Source data:
-- -- --

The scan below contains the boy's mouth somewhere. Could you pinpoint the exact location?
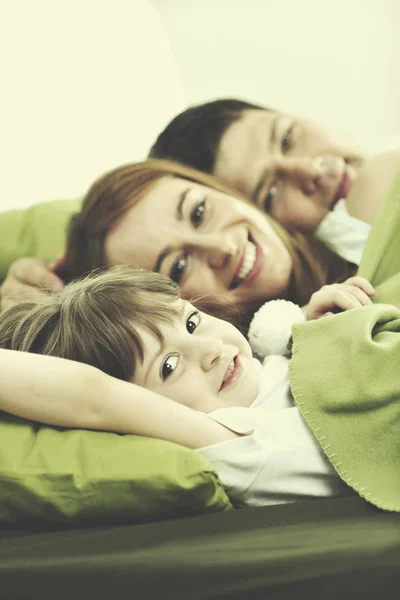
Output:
[218,356,243,392]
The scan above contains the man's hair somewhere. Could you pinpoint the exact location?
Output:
[149,99,269,173]
[0,266,180,381]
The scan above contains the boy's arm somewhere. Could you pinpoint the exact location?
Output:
[0,350,238,449]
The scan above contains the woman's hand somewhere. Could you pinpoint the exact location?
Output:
[302,276,375,321]
[0,258,64,310]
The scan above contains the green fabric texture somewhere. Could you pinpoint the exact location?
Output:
[0,413,231,527]
[0,198,81,283]
[290,173,400,512]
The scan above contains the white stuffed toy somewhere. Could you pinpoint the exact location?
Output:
[249,300,306,358]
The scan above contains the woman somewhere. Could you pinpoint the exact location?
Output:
[51,160,355,324]
[150,99,400,233]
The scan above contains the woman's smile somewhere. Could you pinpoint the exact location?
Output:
[106,177,293,307]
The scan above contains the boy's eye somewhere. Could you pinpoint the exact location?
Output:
[169,254,187,284]
[190,198,206,229]
[161,355,178,381]
[281,125,293,152]
[264,185,276,212]
[186,312,200,333]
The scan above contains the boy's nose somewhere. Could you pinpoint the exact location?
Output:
[196,337,223,371]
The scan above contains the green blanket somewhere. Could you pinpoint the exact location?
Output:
[290,173,400,512]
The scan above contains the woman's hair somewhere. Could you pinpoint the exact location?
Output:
[149,98,269,173]
[0,266,180,381]
[58,159,349,312]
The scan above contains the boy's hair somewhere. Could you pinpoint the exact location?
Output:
[0,266,180,381]
[149,98,270,173]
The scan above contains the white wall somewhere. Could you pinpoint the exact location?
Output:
[0,0,187,209]
[153,0,400,155]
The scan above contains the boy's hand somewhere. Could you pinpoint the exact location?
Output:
[0,258,64,310]
[302,276,375,321]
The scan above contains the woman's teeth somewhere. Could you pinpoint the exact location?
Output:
[235,241,257,282]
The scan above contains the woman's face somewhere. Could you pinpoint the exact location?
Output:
[214,110,362,232]
[105,177,292,308]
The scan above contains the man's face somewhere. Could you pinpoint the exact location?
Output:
[214,110,362,232]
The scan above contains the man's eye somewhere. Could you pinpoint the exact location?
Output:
[161,356,178,381]
[169,254,187,284]
[264,185,276,212]
[190,198,206,229]
[281,125,293,152]
[186,312,200,333]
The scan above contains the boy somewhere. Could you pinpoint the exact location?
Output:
[0,267,378,506]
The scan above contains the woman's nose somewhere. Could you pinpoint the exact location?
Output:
[188,231,238,269]
[276,156,324,194]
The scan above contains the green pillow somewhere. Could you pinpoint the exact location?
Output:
[0,412,231,528]
[0,198,82,283]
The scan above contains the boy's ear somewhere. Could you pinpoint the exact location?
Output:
[49,252,65,273]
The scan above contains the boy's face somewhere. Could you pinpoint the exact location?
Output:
[133,300,260,413]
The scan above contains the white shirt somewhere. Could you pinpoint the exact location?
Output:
[198,356,351,507]
[315,199,371,265]
[315,141,400,266]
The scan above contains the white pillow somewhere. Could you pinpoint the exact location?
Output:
[0,0,187,210]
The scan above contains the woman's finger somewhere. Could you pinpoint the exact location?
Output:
[343,275,375,296]
[343,283,372,306]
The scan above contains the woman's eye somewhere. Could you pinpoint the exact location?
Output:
[169,254,187,284]
[161,356,179,381]
[281,125,293,152]
[264,185,276,212]
[186,312,200,333]
[190,199,206,229]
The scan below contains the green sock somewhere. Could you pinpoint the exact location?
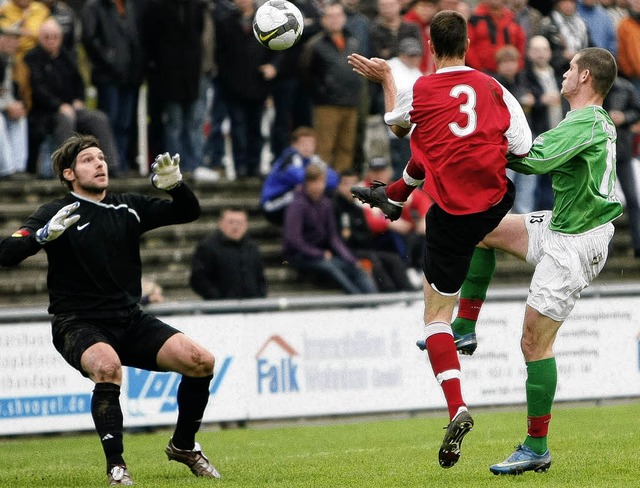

-- -- --

Problem requirements:
Which lines in the records contain the string "face", counting only matches in the same case? Report each such line in full.

Completed exercise:
The scan above contains the woman's face somewhere. Could you pinpoint the exact location?
The scan above contains the man's face somewhere. Could you pinpoint the exact location?
The scan above contains the boy's face somewhere. Could you pinpoint the exact location?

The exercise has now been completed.